* Start Text *
Description
System Information (please complete the following information):
- OS & Version: Windows 11
- ML.NET Version: ML.NET v1.5.5
- .NET Version: NET6.0
Describe the bug
Out-of-memory errors on FastTree. There is still virtual (paging) memory available, but RAM is full. Maybe there is something that could be done to more effectively use virtual memory? Strangely, one of the 128 Gb Ryzens is running FastTree on this dataset, while 4 similar failed with various OOM errors so I am able to run the training, just a bit slower.
Dataset: 112 Gb IDV file, 369 Gb CSV file
RAM: 128 gb
It is one file, with sampling key.
The one working has about 145 Gb virtual memory, system managed. Other's have 500 - 1000 gb fixed sized files in Windows advanced settings.
* End Text *
* Start Supplied entries *
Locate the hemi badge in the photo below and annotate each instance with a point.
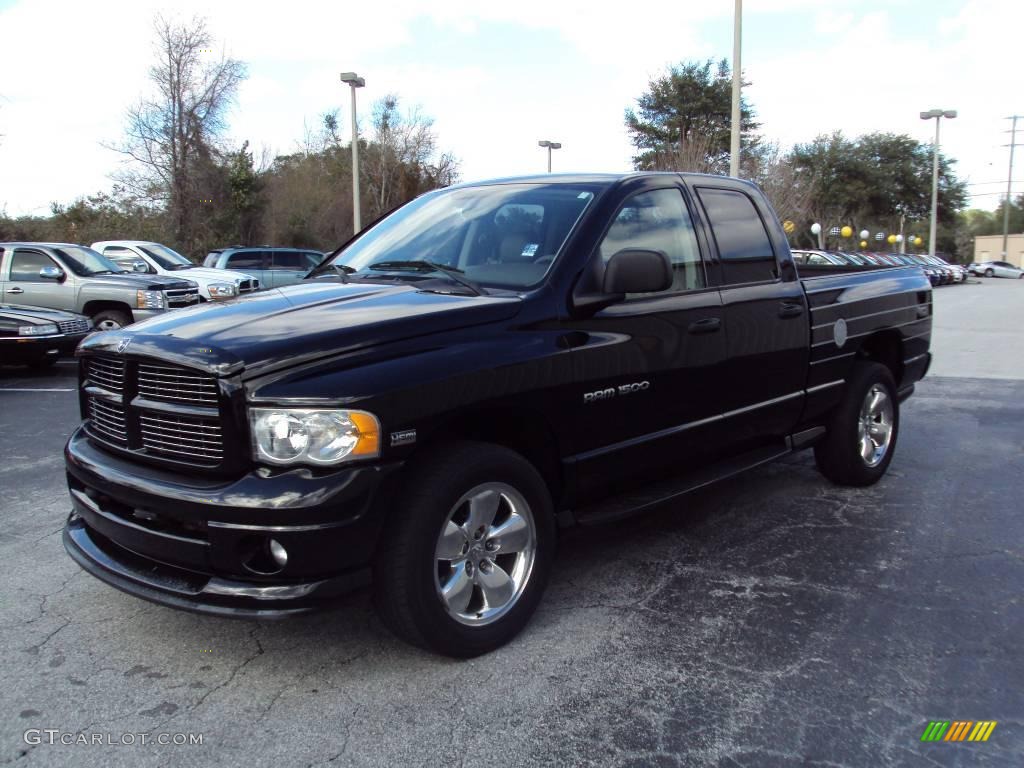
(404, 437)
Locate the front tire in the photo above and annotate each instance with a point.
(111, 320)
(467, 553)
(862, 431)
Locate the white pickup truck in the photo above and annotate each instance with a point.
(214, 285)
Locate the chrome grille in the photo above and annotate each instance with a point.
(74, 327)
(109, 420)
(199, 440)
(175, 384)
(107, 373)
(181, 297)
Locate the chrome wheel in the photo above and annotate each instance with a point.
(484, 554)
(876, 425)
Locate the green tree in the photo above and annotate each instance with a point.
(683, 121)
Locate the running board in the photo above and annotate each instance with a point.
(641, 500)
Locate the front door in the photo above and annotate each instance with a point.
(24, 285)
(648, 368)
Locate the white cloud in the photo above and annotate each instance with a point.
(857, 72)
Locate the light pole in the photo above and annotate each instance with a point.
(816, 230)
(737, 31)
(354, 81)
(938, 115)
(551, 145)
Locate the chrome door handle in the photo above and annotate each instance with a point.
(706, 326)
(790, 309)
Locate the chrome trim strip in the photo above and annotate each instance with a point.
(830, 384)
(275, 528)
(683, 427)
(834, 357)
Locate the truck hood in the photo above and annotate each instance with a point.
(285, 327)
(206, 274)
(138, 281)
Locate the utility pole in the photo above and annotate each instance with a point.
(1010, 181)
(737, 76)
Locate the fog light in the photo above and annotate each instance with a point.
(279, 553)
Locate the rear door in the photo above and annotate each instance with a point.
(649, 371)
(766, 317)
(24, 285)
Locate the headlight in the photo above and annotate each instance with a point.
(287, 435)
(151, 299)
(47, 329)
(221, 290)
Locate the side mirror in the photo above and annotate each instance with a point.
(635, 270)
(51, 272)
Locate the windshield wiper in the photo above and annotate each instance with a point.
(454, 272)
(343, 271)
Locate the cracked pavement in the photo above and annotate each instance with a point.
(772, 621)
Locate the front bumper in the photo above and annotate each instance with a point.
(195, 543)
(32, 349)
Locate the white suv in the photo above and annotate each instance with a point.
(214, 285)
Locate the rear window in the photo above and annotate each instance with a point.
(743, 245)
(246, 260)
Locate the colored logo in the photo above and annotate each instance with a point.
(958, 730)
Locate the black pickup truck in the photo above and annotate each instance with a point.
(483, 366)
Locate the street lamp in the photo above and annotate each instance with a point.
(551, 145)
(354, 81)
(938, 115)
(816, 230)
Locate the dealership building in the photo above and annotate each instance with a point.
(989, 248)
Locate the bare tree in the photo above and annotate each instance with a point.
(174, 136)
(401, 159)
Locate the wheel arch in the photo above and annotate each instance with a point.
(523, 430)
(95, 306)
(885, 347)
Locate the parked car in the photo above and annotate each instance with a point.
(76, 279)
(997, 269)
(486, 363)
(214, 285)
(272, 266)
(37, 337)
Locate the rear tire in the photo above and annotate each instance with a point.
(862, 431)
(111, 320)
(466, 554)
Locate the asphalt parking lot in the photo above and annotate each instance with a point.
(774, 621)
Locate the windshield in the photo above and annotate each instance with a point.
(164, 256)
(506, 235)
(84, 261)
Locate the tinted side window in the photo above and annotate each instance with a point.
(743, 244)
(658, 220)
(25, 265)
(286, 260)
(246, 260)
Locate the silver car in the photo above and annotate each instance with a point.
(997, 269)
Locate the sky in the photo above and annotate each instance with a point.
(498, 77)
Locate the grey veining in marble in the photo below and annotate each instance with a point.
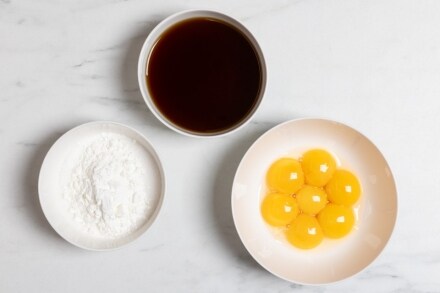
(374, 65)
* End Supplied entries *
-- Goal A --
List every entry given under "System Information" in the bug report.
-- Goal B --
According to the bug report, how large is the dataset's IDV file?
-- Goal C --
In the bug report, repeat the passage from "Dataset: 112 Gb" to "Windows advanced settings." word for word.

-- Written response A --
- OS & Version: Windows 11
- ML.NET Version: ML.NET v1.5.5
- .NET Version: NET6.0

-- Written response B --
112 Gb

-- Written response C --
Dataset: 112 Gb IDV file, 369 Gb CSV file
RAM: 128 gb
It is one file, with sampling key.
The one working has about 145 Gb virtual memory, system managed. Other's have 500 - 1000 gb fixed sized files in Windows advanced settings.